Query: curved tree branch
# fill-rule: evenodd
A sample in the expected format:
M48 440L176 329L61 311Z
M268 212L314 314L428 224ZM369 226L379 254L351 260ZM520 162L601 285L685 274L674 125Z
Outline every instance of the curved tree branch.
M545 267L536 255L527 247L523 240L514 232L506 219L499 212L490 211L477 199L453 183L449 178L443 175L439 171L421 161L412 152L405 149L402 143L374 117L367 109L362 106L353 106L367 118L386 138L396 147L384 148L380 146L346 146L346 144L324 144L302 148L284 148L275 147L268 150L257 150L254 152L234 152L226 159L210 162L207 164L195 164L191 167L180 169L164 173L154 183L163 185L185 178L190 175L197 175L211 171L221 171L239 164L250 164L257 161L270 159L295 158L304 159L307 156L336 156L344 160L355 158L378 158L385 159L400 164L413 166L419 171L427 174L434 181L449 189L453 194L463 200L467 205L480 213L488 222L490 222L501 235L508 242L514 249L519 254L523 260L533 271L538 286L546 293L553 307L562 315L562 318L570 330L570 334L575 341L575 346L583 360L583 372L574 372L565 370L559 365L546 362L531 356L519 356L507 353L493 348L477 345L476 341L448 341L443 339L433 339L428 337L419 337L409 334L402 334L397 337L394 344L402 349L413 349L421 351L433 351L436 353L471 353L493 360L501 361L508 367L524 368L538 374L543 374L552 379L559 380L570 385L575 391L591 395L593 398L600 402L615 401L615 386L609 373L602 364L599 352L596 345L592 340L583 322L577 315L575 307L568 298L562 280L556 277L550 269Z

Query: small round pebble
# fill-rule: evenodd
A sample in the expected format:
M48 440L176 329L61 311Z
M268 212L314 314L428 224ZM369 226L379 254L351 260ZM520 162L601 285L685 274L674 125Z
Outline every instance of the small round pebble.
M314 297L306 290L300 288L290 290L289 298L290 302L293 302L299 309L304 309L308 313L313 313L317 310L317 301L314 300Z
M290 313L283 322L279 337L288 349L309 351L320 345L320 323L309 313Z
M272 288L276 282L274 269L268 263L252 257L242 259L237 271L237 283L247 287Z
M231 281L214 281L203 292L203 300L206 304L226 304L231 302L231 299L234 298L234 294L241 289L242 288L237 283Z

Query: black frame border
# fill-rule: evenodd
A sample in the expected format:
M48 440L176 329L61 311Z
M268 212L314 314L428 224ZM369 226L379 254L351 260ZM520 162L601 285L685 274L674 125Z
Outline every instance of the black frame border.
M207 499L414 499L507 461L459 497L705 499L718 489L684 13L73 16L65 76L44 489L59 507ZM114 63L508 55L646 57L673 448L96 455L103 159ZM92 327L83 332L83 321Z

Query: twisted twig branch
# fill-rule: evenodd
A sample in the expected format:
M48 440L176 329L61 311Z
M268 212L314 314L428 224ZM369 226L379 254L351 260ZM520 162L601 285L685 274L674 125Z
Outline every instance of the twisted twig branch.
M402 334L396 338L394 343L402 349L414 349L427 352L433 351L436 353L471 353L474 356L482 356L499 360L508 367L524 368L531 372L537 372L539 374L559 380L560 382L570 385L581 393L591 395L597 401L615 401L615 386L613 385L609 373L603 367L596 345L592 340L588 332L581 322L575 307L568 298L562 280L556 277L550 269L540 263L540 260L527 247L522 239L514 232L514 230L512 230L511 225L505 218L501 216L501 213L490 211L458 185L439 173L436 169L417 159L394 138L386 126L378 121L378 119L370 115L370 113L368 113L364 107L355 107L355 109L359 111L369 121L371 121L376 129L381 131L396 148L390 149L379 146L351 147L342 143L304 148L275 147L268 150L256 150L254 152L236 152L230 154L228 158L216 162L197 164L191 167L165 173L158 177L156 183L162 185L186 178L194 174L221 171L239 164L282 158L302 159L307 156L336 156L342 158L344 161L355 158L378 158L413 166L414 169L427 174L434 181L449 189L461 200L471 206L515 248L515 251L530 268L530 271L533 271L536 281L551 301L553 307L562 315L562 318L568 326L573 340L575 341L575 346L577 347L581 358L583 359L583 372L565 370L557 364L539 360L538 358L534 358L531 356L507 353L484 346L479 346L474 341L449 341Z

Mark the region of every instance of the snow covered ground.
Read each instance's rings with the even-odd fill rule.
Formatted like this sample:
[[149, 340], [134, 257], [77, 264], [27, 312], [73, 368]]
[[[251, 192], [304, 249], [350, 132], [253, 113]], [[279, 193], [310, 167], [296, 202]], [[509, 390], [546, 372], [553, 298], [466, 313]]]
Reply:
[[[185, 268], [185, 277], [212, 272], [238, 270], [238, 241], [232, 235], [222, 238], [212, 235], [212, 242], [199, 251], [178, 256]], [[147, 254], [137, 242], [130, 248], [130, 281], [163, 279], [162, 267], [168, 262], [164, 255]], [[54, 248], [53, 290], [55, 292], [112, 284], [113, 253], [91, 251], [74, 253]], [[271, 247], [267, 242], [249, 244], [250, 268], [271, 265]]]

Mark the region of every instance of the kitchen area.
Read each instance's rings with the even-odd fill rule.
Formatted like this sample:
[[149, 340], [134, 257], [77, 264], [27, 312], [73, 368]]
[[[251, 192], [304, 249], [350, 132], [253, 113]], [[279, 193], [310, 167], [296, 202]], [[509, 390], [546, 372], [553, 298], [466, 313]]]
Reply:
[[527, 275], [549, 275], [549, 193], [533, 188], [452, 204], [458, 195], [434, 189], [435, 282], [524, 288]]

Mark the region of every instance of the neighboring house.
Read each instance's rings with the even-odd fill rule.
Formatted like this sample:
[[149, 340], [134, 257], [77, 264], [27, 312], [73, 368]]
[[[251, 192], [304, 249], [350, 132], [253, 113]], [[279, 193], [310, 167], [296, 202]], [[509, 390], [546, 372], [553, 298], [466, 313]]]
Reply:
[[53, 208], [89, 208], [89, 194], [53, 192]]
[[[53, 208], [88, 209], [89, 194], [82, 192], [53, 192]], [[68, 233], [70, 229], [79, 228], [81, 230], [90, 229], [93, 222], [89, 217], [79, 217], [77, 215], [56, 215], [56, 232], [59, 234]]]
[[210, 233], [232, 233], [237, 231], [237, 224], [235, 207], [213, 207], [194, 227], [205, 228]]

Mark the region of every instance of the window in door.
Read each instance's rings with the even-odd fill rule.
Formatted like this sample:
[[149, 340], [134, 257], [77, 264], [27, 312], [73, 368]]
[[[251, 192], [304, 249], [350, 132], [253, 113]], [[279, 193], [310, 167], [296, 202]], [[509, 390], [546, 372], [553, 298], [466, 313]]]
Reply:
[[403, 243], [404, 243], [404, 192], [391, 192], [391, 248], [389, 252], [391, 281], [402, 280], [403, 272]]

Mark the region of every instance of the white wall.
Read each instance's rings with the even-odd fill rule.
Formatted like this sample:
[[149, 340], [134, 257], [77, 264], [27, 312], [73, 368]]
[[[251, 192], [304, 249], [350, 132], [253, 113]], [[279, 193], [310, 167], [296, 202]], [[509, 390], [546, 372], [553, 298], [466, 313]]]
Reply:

^^^^^^^^

→ **EXERCISE INSTRUCTIONS**: Print all of the entries above again, reproducing every line without alteration.

→ **SOLUTION BELOW**:
Query: curved tree branch
# fill-rule: evenodd
A sample in the expected format:
M48 440L176 329L61 311Z
M268 212L314 314L428 224ZM369 226L379 254L351 260ZM520 162L601 285L685 274L674 125Z
Outline every instance of the curved tree branch.
M545 267L536 255L527 247L523 240L514 232L506 219L499 212L490 211L477 199L453 183L449 178L443 175L439 171L421 161L412 152L405 149L402 143L374 117L367 109L362 106L353 106L367 118L386 138L396 147L384 148L380 146L346 146L346 144L324 144L302 148L284 148L275 147L268 150L257 150L254 152L234 152L226 159L210 162L207 164L195 164L191 167L180 169L164 173L154 183L163 185L185 178L190 175L197 175L211 171L221 171L239 164L250 164L257 161L270 159L295 158L304 159L307 156L336 156L344 160L355 158L378 158L385 159L400 164L413 166L419 171L427 174L434 181L449 189L453 194L463 200L467 205L480 213L488 222L490 222L501 235L508 242L514 249L519 254L523 260L533 271L538 286L546 293L553 307L562 315L562 318L570 330L570 334L575 341L575 346L583 360L583 372L574 372L565 370L559 365L546 362L531 356L519 356L507 353L493 348L477 345L476 341L448 341L443 339L433 339L428 337L419 337L409 334L402 334L397 337L394 344L402 349L413 349L421 351L433 351L436 353L471 353L493 360L501 361L508 367L524 368L538 374L543 374L552 379L559 380L570 385L575 391L591 395L593 398L600 402L615 401L615 386L609 373L602 364L599 352L596 345L592 340L583 322L577 315L575 307L568 298L562 280L556 277L550 269Z

Query: small round pebble
# fill-rule: evenodd
A sample in the expected format:
M48 440L176 329L61 311Z
M268 212L314 314L428 224ZM369 226L379 254L351 260ZM520 162L601 285L685 274L674 125Z
Outline every instance of the small round pebble.
M314 297L306 290L300 288L290 290L289 298L290 302L293 302L299 309L304 309L308 313L313 313L317 310L317 301L314 300Z
M290 313L283 322L279 337L288 349L309 351L320 345L320 323L309 313Z
M272 288L276 282L274 269L268 263L252 257L242 259L237 271L237 283L247 287Z
M231 281L214 281L203 292L203 300L206 304L226 304L231 302L231 299L234 298L234 294L241 289L242 288L237 283Z

Query: black frame border
# fill-rule: evenodd
A sample in the expected format:
M48 440L176 329L61 311Z
M268 212L314 314L428 224ZM369 226L379 254L351 260ZM520 162L601 285L685 274L674 125Z
Outline every instance of the black frame border.
M207 499L414 499L507 461L459 497L705 499L718 489L684 13L73 16L65 76L44 489L59 507ZM114 63L508 55L646 57L673 448L96 455L103 159ZM92 327L83 332L83 321Z

Query: twisted twig branch
# fill-rule: evenodd
A sample in the expected format:
M48 440L176 329L61 311Z
M268 212L314 314L428 224ZM369 226L379 254L351 260ZM520 162L601 285L685 274L674 125Z
Outline every instance of the twisted twig branch.
M402 334L396 338L394 343L402 349L414 349L427 352L433 351L436 353L471 353L474 356L482 356L499 360L508 367L524 368L531 372L537 372L539 374L559 380L560 382L570 385L581 393L591 395L597 401L615 401L615 386L613 385L609 373L603 367L596 345L592 340L588 332L581 322L575 307L568 298L562 280L556 277L550 269L540 263L540 260L527 247L522 239L514 232L514 230L512 230L511 225L505 218L501 216L501 213L490 211L458 185L439 173L436 169L417 159L394 138L386 126L378 121L378 119L370 115L370 113L368 113L364 107L355 107L355 109L359 111L369 121L371 121L376 129L381 131L396 148L390 149L379 146L351 147L342 143L304 148L275 147L268 150L256 150L254 152L236 152L230 154L228 158L216 162L197 164L191 167L165 173L158 177L156 183L162 185L186 178L194 174L221 171L239 164L282 158L302 159L307 156L336 156L342 158L344 161L355 158L378 158L413 166L414 169L427 174L434 181L449 189L461 200L471 206L515 248L515 251L530 268L530 271L533 271L536 281L551 301L553 307L562 315L562 318L568 326L573 340L575 341L575 346L577 347L581 358L583 359L583 372L565 370L557 364L539 360L538 358L534 358L531 356L507 353L484 346L479 346L474 341L449 341Z

Mark the region of every instance of the snow covered ground.
Read each instance's rings with the even-odd fill rule.
Formatted like this sample:
[[149, 340], [134, 257], [77, 264], [27, 312], [73, 368]]
[[[251, 192], [304, 249], [350, 132], [253, 113]], [[279, 193], [310, 167], [296, 202]], [[509, 390], [546, 372], [553, 298], [466, 313]]]
Reply:
[[[185, 268], [185, 277], [212, 272], [238, 270], [238, 241], [232, 235], [222, 238], [212, 235], [212, 242], [199, 251], [178, 256]], [[147, 254], [137, 242], [130, 248], [130, 281], [163, 279], [162, 267], [168, 262], [164, 255]], [[54, 248], [53, 290], [55, 292], [112, 284], [113, 253], [91, 251], [74, 253]], [[271, 247], [267, 242], [249, 244], [250, 268], [271, 265]]]

Mark the region of every instance of the kitchen area.
Read each instance's rings with the even-odd fill rule.
Formatted like this sample:
[[149, 340], [134, 257], [77, 264], [27, 312], [73, 368]]
[[[251, 192], [304, 249], [350, 132], [253, 113]], [[279, 193], [310, 167], [296, 202]], [[509, 390], [546, 372], [553, 298], [466, 313]]]
Reply:
[[527, 275], [549, 275], [549, 193], [533, 188], [452, 204], [458, 195], [434, 189], [435, 282], [524, 288]]

Mark the region of every instance of the neighboring house.
Read each instance's rings with the even-odd fill rule.
Formatted like this sample:
[[149, 340], [134, 257], [77, 264], [27, 312], [73, 368]]
[[[251, 192], [304, 249], [350, 132], [253, 113]], [[279, 193], [310, 167], [296, 202]], [[509, 390], [546, 372], [553, 298], [466, 313]]]
Reply:
[[53, 208], [89, 208], [89, 194], [53, 192]]
[[[53, 208], [88, 209], [89, 194], [82, 192], [53, 192]], [[68, 233], [70, 229], [79, 228], [81, 230], [90, 229], [93, 222], [89, 217], [79, 217], [77, 215], [56, 215], [56, 232], [59, 234]]]
[[210, 233], [232, 233], [237, 231], [237, 224], [235, 207], [213, 207], [194, 227], [205, 228]]

Mark the region of every instance of the window in door.
Read each instance's rings with the even-odd fill rule.
Formatted like this sample:
[[149, 340], [134, 257], [77, 264], [27, 312], [73, 368]]
[[[251, 192], [304, 249], [350, 132], [253, 113]], [[279, 193], [310, 167], [296, 202]], [[509, 390], [546, 372], [553, 298], [466, 313]]]
Reply:
[[403, 243], [404, 243], [404, 192], [391, 192], [391, 248], [389, 252], [391, 281], [402, 280], [403, 272]]

Mark the region of every instance of the white wall.
Read each instance's rings with the even-odd fill rule.
Formatted like this sample:
[[149, 340], [134, 257], [77, 264], [27, 312], [73, 368]]
[[[251, 192], [304, 249], [350, 132], [253, 113]], [[279, 193], [310, 167], [296, 202]], [[509, 390], [546, 372], [553, 298], [466, 313]]]
Reply:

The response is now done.